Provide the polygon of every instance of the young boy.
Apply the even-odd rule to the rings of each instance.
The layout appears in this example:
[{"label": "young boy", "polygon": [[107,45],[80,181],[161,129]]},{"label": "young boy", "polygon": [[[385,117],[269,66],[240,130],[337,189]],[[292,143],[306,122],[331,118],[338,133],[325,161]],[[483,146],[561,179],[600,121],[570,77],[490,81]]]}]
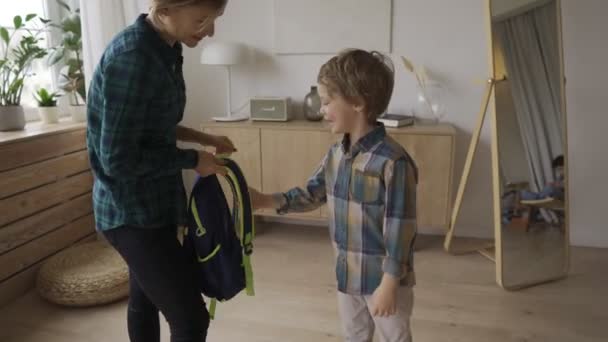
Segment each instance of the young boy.
[{"label": "young boy", "polygon": [[[501,207],[502,207],[502,224],[510,224],[514,217],[521,218],[520,212],[521,204],[520,201],[536,201],[543,199],[556,199],[563,201],[565,197],[564,192],[564,156],[559,155],[551,162],[553,169],[553,182],[548,182],[539,192],[530,190],[510,190],[502,195]],[[543,220],[546,215],[543,215],[540,211],[536,211],[536,216],[527,217],[524,224],[528,224],[527,219]],[[519,222],[522,222],[521,220]]]},{"label": "young boy", "polygon": [[544,198],[554,198],[564,200],[564,156],[559,155],[551,162],[553,177],[555,181],[545,184],[539,192],[523,190],[521,200],[540,200]]},{"label": "young boy", "polygon": [[344,138],[327,153],[306,189],[261,194],[255,208],[279,213],[324,203],[336,254],[338,305],[347,341],[411,341],[417,169],[384,126],[394,71],[377,52],[347,50],[319,71],[319,94],[332,133]]}]

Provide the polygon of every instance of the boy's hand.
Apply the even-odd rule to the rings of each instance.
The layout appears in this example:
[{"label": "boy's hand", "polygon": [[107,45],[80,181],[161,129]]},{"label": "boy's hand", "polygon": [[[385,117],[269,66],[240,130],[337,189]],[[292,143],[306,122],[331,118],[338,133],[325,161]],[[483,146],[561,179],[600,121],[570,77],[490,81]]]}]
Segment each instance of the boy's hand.
[{"label": "boy's hand", "polygon": [[380,286],[372,296],[372,316],[389,317],[397,313],[397,289],[399,280],[384,274]]},{"label": "boy's hand", "polygon": [[253,210],[258,209],[277,209],[279,203],[275,203],[272,195],[263,194],[254,188],[249,188],[249,197],[251,197],[251,206]]},{"label": "boy's hand", "polygon": [[249,197],[253,210],[272,208],[272,196],[265,195],[254,188],[249,188]]}]

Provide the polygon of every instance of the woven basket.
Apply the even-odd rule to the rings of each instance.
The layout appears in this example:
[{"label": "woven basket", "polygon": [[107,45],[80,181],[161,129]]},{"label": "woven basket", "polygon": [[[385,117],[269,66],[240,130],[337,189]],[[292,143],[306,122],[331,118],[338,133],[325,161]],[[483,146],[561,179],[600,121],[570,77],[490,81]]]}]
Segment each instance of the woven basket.
[{"label": "woven basket", "polygon": [[43,298],[67,306],[93,306],[120,300],[129,292],[129,270],[102,241],[68,248],[49,258],[38,273]]}]

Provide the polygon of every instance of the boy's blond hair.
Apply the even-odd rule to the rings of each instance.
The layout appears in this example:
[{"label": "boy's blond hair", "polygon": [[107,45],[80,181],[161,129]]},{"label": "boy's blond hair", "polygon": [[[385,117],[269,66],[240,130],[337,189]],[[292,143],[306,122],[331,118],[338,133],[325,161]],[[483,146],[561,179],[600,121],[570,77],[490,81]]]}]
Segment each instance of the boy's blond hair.
[{"label": "boy's blond hair", "polygon": [[395,70],[380,52],[348,49],[323,64],[317,82],[327,87],[330,96],[338,93],[351,104],[361,100],[373,124],[391,100]]}]

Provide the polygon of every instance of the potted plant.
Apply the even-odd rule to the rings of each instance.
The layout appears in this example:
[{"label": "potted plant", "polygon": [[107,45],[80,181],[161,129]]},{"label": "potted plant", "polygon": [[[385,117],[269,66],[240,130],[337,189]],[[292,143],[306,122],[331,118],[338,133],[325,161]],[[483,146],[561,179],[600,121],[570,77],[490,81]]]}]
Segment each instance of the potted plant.
[{"label": "potted plant", "polygon": [[61,42],[52,49],[49,55],[49,64],[55,65],[63,62],[59,75],[59,88],[70,100],[70,112],[74,121],[84,121],[86,100],[84,63],[82,60],[82,25],[80,10],[72,8],[61,0],[57,3],[67,12],[60,24],[51,24],[61,31]]},{"label": "potted plant", "polygon": [[34,98],[38,102],[38,113],[40,119],[46,124],[59,122],[59,111],[57,110],[57,98],[59,95],[54,92],[50,93],[44,88],[38,89],[34,93]]},{"label": "potted plant", "polygon": [[[25,80],[31,76],[32,63],[46,56],[47,51],[39,46],[42,30],[35,27],[35,14],[15,16],[14,30],[0,27],[0,131],[22,130],[25,114],[21,106],[21,95]],[[40,19],[46,26],[48,20]]]}]

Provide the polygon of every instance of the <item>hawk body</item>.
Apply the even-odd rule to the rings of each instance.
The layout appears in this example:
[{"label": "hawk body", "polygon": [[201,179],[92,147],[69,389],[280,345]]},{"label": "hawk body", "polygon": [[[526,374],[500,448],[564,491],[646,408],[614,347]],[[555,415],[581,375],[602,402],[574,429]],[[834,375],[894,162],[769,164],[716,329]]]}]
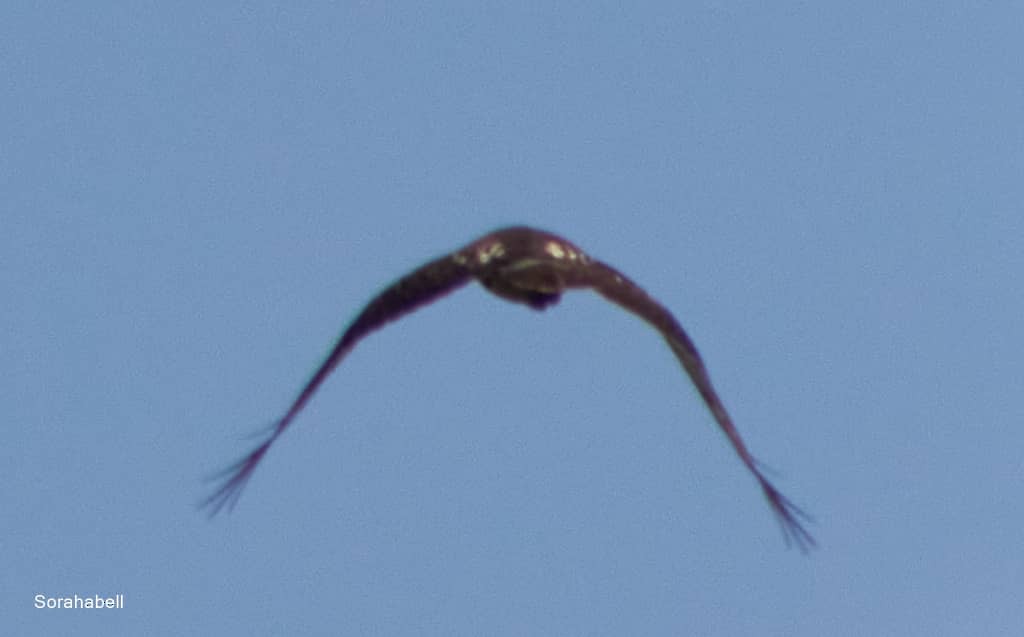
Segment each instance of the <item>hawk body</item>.
[{"label": "hawk body", "polygon": [[274,423],[267,439],[225,471],[224,483],[203,503],[211,515],[237,502],[242,488],[267,450],[356,343],[370,332],[473,279],[496,296],[534,310],[544,310],[557,303],[566,290],[590,288],[657,329],[690,376],[740,460],[757,479],[782,525],[787,542],[793,541],[801,550],[814,545],[814,539],[800,524],[799,519],[805,517],[803,513],[768,481],[747,450],[725,405],[711,385],[704,362],[672,313],[625,275],[591,258],[569,241],[525,226],[497,230],[452,254],[430,261],[371,300],[342,333],[327,360],[302,388],[284,416]]},{"label": "hawk body", "polygon": [[542,310],[578,287],[590,257],[561,237],[526,227],[506,228],[452,255],[495,295]]}]

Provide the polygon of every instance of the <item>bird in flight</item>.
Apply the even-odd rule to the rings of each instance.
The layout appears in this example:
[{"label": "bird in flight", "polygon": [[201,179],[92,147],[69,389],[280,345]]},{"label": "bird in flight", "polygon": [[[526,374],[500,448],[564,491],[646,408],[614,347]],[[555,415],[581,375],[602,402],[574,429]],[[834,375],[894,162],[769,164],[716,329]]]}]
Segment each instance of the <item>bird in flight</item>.
[{"label": "bird in flight", "polygon": [[787,544],[792,542],[805,552],[814,546],[814,538],[801,524],[807,516],[769,482],[757,460],[747,451],[725,405],[711,385],[693,341],[672,313],[624,274],[590,257],[569,241],[525,226],[503,228],[485,235],[451,254],[430,261],[378,294],[344,331],[327,360],[302,388],[288,411],[273,424],[267,438],[219,474],[223,483],[201,506],[207,508],[212,516],[225,506],[230,509],[237,503],[243,487],[267,450],[356,343],[388,323],[464,286],[471,279],[476,279],[507,301],[522,303],[535,310],[557,303],[566,290],[591,288],[647,321],[665,338],[740,460],[757,479],[782,526]]}]

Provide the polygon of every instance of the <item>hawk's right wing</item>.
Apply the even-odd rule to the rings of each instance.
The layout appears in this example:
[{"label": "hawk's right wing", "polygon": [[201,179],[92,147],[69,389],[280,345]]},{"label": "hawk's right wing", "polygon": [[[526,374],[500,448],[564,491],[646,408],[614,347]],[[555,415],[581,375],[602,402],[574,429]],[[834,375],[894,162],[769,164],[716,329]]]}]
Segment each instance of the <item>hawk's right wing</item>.
[{"label": "hawk's right wing", "polygon": [[740,438],[739,431],[737,431],[732,418],[725,410],[725,405],[711,385],[711,377],[704,367],[704,361],[701,360],[693,341],[683,331],[675,316],[663,305],[655,301],[640,286],[605,263],[591,261],[584,268],[584,271],[586,272],[586,284],[589,287],[609,301],[636,314],[661,332],[669,347],[672,348],[672,352],[682,364],[683,369],[689,374],[690,380],[697,387],[697,391],[700,392],[701,398],[704,399],[708,409],[711,410],[712,415],[718,422],[718,426],[725,433],[726,437],[729,438],[733,449],[736,450],[743,464],[757,478],[765,497],[768,498],[768,503],[782,525],[786,541],[793,541],[803,551],[814,546],[814,538],[800,524],[800,518],[806,519],[807,516],[768,481],[761,472],[757,460],[747,451],[746,445],[743,444],[743,439]]}]

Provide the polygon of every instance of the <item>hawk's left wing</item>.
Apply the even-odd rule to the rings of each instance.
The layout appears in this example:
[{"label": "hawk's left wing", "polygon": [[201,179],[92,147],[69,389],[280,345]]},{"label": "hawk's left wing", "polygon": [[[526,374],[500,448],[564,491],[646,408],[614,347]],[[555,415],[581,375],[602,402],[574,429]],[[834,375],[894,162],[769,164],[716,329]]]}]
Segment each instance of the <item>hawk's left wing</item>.
[{"label": "hawk's left wing", "polygon": [[216,515],[225,505],[229,509],[234,506],[242,493],[242,488],[252,476],[256,465],[270,449],[270,445],[302,411],[324,379],[334,371],[338,363],[364,336],[462,287],[469,282],[471,277],[472,272],[468,262],[466,259],[460,258],[459,253],[456,253],[431,261],[399,279],[377,295],[345,330],[327,360],[302,388],[284,416],[274,423],[267,439],[247,456],[225,469],[220,474],[225,478],[224,483],[200,506],[208,508],[211,516]]},{"label": "hawk's left wing", "polygon": [[683,369],[690,375],[690,380],[697,387],[718,426],[729,438],[740,460],[757,478],[765,497],[768,498],[768,503],[782,525],[786,541],[793,541],[802,551],[814,546],[814,538],[800,524],[800,518],[806,519],[807,516],[768,481],[761,472],[757,460],[747,451],[739,431],[725,410],[725,405],[711,385],[711,378],[704,367],[704,361],[697,353],[697,348],[672,313],[625,275],[600,261],[591,261],[574,274],[575,284],[593,288],[601,296],[636,314],[661,332],[676,358],[682,363]]}]

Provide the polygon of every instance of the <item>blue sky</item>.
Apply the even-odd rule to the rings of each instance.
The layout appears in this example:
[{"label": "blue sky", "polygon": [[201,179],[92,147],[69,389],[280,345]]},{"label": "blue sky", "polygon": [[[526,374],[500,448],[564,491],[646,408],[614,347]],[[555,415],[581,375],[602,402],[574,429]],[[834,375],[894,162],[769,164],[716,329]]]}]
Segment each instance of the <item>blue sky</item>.
[{"label": "blue sky", "polygon": [[[3,632],[1015,634],[1022,27],[6,5]],[[588,293],[473,286],[375,334],[231,515],[196,510],[382,286],[512,223],[676,312],[816,552]]]}]

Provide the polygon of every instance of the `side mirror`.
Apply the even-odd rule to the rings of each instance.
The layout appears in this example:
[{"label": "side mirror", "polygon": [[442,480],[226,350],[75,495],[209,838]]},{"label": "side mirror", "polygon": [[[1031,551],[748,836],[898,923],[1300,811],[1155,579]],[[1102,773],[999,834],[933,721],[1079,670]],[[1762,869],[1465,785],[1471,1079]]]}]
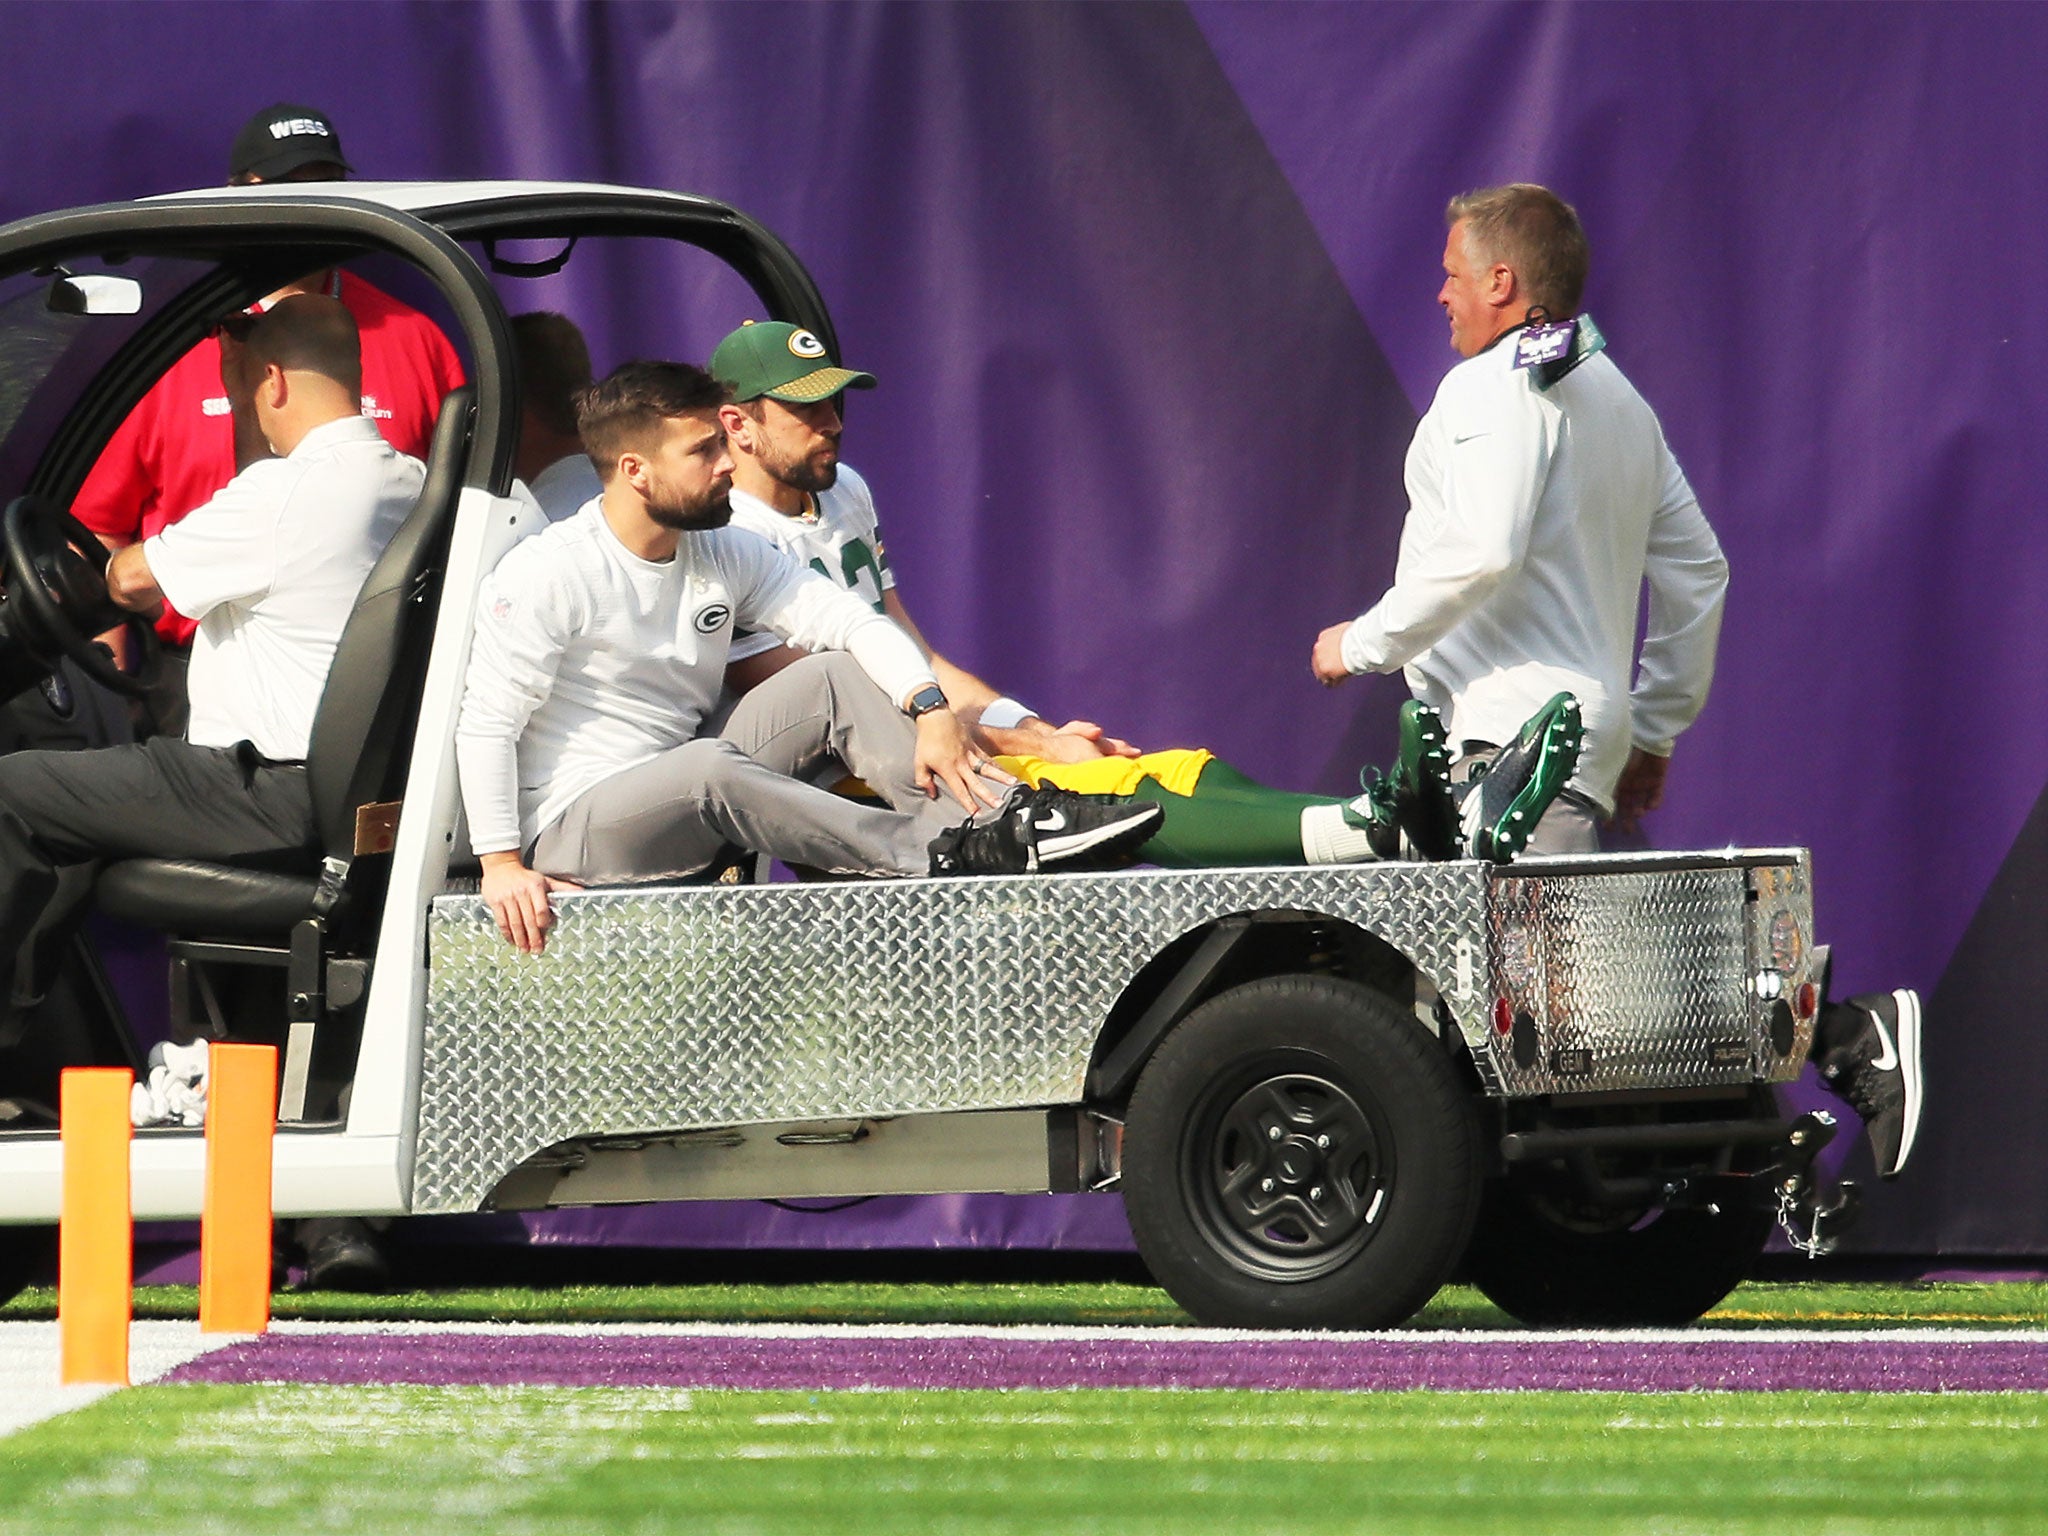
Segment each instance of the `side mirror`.
[{"label": "side mirror", "polygon": [[66,273],[50,284],[45,307],[58,315],[139,315],[142,284],[132,277]]}]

^^^^

Your task:
Number of lines holding "every" in the listing above: work it out and give that number alone.

Task answer:
11